--- start Given entries ---

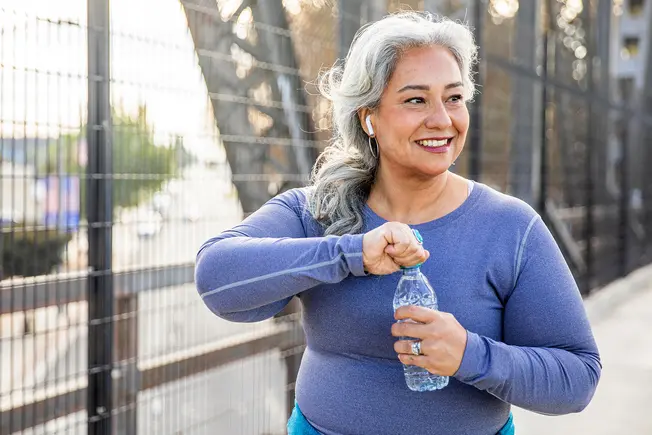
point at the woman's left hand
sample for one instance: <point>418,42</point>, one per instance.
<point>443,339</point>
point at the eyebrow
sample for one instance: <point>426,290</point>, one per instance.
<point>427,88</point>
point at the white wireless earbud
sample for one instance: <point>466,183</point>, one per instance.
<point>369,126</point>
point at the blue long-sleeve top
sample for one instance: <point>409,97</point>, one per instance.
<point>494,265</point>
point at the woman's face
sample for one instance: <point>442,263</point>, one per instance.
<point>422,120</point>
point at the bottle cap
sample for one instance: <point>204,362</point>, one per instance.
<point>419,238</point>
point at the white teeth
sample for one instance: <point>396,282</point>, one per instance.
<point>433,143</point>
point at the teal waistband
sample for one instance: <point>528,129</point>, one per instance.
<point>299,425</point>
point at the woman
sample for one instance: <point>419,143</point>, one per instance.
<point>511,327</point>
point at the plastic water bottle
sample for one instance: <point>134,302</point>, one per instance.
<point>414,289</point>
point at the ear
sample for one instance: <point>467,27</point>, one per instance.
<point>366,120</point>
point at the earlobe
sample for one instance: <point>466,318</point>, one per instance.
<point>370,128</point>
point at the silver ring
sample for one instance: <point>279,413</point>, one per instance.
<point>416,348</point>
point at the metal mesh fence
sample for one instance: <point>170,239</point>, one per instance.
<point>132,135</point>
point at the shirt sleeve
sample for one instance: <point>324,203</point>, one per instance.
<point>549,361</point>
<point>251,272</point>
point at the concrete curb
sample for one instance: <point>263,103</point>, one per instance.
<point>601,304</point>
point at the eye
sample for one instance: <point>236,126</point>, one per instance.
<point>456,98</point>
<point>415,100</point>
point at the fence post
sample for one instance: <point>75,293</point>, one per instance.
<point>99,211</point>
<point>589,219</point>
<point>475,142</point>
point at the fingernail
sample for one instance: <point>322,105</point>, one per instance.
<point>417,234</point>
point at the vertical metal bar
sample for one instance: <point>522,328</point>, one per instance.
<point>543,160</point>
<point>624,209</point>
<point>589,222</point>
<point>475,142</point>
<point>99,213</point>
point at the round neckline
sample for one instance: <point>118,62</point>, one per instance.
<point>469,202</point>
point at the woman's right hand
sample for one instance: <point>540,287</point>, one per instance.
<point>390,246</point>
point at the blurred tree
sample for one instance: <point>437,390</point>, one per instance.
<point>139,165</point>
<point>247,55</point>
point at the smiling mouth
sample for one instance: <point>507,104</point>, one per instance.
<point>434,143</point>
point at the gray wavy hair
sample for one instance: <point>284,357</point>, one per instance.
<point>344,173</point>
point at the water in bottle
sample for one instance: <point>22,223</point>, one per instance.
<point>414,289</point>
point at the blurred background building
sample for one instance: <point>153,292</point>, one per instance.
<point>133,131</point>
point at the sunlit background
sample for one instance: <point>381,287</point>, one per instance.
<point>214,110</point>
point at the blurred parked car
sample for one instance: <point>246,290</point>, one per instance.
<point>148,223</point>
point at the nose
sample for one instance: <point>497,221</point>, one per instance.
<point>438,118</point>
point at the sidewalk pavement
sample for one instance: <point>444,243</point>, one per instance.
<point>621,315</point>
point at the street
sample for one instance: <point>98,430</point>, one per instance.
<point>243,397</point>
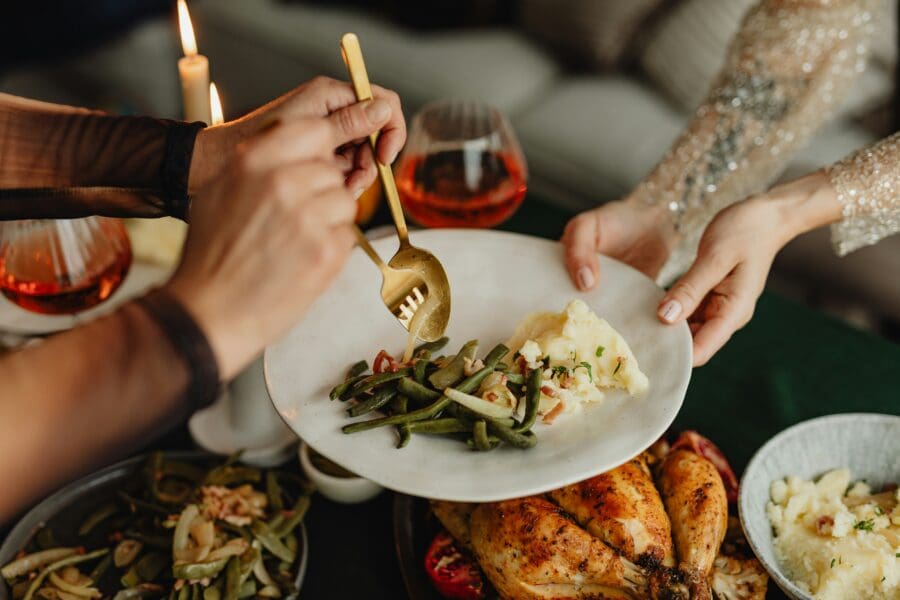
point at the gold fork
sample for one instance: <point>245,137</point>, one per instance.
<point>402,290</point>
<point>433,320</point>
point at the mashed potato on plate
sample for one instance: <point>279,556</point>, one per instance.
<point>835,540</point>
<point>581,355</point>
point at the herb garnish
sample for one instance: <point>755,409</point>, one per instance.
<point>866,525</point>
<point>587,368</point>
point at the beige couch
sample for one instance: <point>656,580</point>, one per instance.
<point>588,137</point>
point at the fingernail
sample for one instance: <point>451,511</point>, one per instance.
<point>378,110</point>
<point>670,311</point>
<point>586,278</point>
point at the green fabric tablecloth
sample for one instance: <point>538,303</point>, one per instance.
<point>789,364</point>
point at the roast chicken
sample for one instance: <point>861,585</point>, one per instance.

--- end Given entries ---

### Do this:
Copy the entries word for word, from the first line up to and including the line with "<point>427,88</point>". Leave out the pictures.

### Response below:
point at the woman's left hand
sample for one instance: <point>418,42</point>, one per instance.
<point>443,339</point>
point at the eyebrow
sample for one instance: <point>426,290</point>, one per instance.
<point>427,88</point>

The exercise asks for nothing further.